El viaje se concentró en un solo fin de semana, tres días que dejaron
huella en mí. Sentir el tacto suave de una ciudad a la que ni si quiera el
paso del tiempo o la mano del hombre ha logrado arrebatarle un ápice de
belleza. Deambular entre sus calles y edificios construidos en roca y
moldeados por la lengua del mar: mi habitación allí era una cueva, una
caverna acogedora de la que sus paredes eran testigo de la historia del
lugar. En la superficie de su piel había fósiles, restos de conchas y algas
marinas, una visión que conectaba el presente con el pasado más remoto.
Matera es una ciudad que respira luz, está viva, pude notar el pulso de su
corazón vibrando bajo mis pies, oculto en alguna caverna en las
profundidades de la tierra. Sin embargo, el regalo más preciado con el que
me obsequió la ciudad y su gente, no fue algo físico, no fue nada tangible,
sino etéreo, sin cuerpo, una emoción: el sabor del triunfo al haber logrado
parte de un sueño, el comprobar que hay algo valioso dentro de mí, algo
que merece la pena explotar. El renacimiento que da significado a todo el
camino que llevo andado y el que aún me queda por recorrer. El pasado
que se deshace a mi espalda y el futuro que aún no ha cobrado forma ante
mis ojos. No sé a dónde me llevará este sendero, pero sí sé que parte del
fuego que lo ilumina ha nacido en las entrañas de Matera, esa ciudad que
siento vive apartada del tiempo. Gracias, gracias de todo corazón y espero
que en un futuro nuestros caminos se vuelvan a juntar.

------------

Ejercicios |
[1] ¿Cuántos días duró el viaje descrito en el fragmento sobre Matera?
[2] Enumera todo lo que, según el fragmento sobre Matera, había en la superficie de las paredes de la habitación.
[3] Copia del fragmento sobre Matera la parte que empieza con las palabras que contienen "El viaje se" y termina con "pasado más remoto.", y llama "gruta" a lo que ahí se llama "cueva".

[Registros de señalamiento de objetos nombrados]
------------

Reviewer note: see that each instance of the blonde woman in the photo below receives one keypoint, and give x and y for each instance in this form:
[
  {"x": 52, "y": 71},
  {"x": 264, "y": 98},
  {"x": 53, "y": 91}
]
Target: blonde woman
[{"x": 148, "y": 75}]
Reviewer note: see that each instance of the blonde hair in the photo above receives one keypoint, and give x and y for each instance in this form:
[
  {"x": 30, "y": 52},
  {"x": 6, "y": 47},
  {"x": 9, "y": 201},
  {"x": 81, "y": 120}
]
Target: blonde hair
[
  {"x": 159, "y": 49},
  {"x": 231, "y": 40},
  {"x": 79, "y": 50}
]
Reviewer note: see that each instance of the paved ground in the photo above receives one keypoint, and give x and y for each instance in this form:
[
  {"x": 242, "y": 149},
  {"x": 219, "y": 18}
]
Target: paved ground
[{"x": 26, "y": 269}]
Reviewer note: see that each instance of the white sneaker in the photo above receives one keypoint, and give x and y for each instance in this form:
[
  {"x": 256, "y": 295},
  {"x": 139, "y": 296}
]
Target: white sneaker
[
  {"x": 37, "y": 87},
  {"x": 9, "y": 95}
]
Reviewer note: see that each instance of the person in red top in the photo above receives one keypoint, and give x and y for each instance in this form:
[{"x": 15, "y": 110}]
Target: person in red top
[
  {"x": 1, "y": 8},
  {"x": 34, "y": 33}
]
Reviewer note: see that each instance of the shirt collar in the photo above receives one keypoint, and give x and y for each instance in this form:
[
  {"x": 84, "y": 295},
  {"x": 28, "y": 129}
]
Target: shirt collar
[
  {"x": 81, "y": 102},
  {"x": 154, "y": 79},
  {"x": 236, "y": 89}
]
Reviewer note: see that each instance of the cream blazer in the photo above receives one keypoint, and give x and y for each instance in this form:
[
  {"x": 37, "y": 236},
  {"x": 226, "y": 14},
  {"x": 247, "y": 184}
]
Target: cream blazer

------------

Respuestas por tarea |
[1] Tres días, concentrados en un solo fin de semana.

[2] Fósiles, restos de conchas y algas marinas.

[3]
El viaje se concentró en un solo fin de semana, tres días que dejaron
huella en mí. Sentir el tacto suave de una ciudad a la que ni si quiera el
paso del tiempo o la mano del hombre ha logrado arrebatarle un ápice de
belleza. Deambular entre sus calles y edificios construidos en roca y
moldeados por la lengua del mar: mi habitación allí era una gruta, una
caverna acogedora de la que sus paredes eran testigo de la historia del
lugar. En la superficie de su piel había fósiles, restos de conchas y algas
marinas, una visión que conectaba el presente con el pasado más remoto.